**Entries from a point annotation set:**
━━━━━━
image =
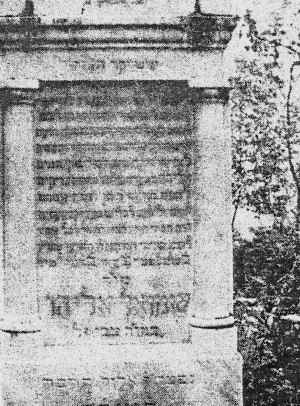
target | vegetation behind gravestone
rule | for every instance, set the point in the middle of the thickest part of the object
(266, 168)
(267, 292)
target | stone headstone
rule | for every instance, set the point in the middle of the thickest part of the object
(116, 206)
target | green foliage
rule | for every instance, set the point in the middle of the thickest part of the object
(266, 180)
(267, 288)
(261, 174)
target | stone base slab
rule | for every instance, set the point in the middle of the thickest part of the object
(135, 375)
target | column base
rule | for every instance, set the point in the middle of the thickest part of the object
(20, 324)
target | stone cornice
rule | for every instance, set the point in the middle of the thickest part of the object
(195, 32)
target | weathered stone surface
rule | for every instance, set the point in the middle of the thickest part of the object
(128, 237)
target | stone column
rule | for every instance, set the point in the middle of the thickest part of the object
(19, 274)
(211, 308)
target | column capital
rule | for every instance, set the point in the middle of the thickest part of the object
(209, 94)
(18, 91)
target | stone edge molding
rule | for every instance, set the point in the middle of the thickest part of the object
(197, 31)
(19, 92)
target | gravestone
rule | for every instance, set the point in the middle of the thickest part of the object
(116, 202)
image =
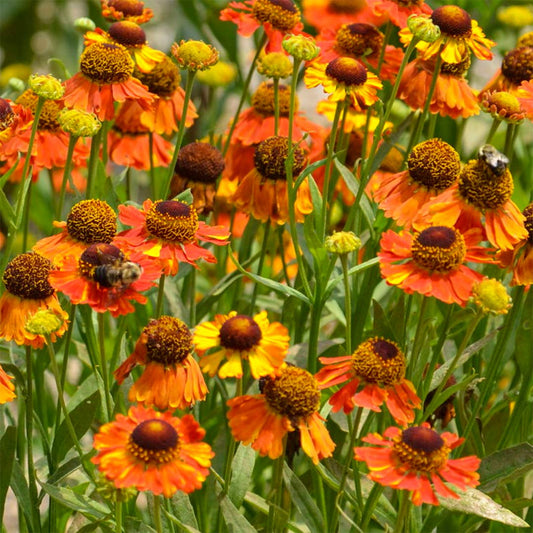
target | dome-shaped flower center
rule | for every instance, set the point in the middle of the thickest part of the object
(263, 100)
(168, 340)
(293, 394)
(163, 79)
(422, 449)
(127, 33)
(453, 21)
(200, 162)
(240, 332)
(379, 361)
(92, 221)
(172, 221)
(347, 70)
(154, 442)
(26, 276)
(358, 39)
(438, 249)
(271, 154)
(517, 65)
(282, 14)
(106, 63)
(434, 164)
(480, 186)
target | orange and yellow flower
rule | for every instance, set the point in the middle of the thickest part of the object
(171, 378)
(233, 338)
(417, 459)
(374, 374)
(287, 403)
(154, 451)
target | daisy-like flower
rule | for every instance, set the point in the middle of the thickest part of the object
(106, 278)
(233, 337)
(105, 77)
(28, 291)
(132, 37)
(483, 190)
(374, 374)
(88, 222)
(417, 459)
(432, 167)
(153, 451)
(459, 34)
(198, 168)
(288, 402)
(452, 96)
(263, 191)
(277, 17)
(169, 231)
(171, 378)
(344, 78)
(132, 10)
(432, 261)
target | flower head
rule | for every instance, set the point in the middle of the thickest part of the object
(374, 374)
(171, 378)
(417, 459)
(232, 338)
(153, 451)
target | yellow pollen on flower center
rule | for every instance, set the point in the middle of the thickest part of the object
(172, 221)
(92, 221)
(421, 449)
(26, 276)
(154, 442)
(294, 393)
(240, 332)
(438, 249)
(106, 63)
(282, 14)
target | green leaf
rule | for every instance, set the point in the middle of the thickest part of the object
(505, 465)
(303, 501)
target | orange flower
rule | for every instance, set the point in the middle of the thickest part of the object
(88, 222)
(169, 231)
(153, 451)
(374, 374)
(7, 389)
(417, 459)
(106, 278)
(432, 261)
(287, 403)
(105, 77)
(28, 291)
(236, 337)
(171, 378)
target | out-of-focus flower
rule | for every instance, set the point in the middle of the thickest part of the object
(153, 451)
(287, 403)
(171, 378)
(233, 338)
(417, 459)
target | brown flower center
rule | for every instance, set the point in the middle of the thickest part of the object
(106, 63)
(172, 221)
(453, 21)
(270, 157)
(434, 164)
(379, 361)
(294, 393)
(422, 449)
(92, 221)
(26, 276)
(154, 442)
(282, 14)
(240, 332)
(438, 249)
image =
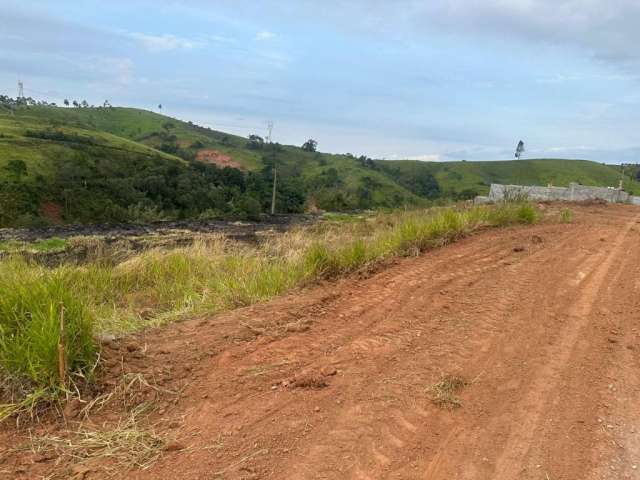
━━━━━━
**Exercise task:** Add 56 to every coordinate in the answers and rewrite the stretch of entries from the line containing "target | orange flower" through the end of the entries, with both ends included and the requests kept. Leave the pictures out.

**The reply:**
target | orange flower
rule | for every instance, set the point in the middle of the thickest part of the object
(144, 278)
(225, 287)
(209, 507)
(430, 430)
(63, 445)
(473, 515)
(162, 334)
(488, 317)
(343, 459)
(161, 133)
(84, 347)
(292, 393)
(227, 434)
target | out-of-focus flower
rule | for every instance, set the point in the middle of the thickest part of the object
(209, 507)
(343, 459)
(227, 434)
(289, 394)
(473, 515)
target | brown flower center
rule | for every instance, set the point in the middle of the thickest part of the object
(162, 119)
(228, 277)
(509, 77)
(326, 213)
(490, 220)
(435, 417)
(350, 449)
(478, 505)
(148, 277)
(82, 332)
(210, 498)
(338, 70)
(296, 388)
(494, 305)
image =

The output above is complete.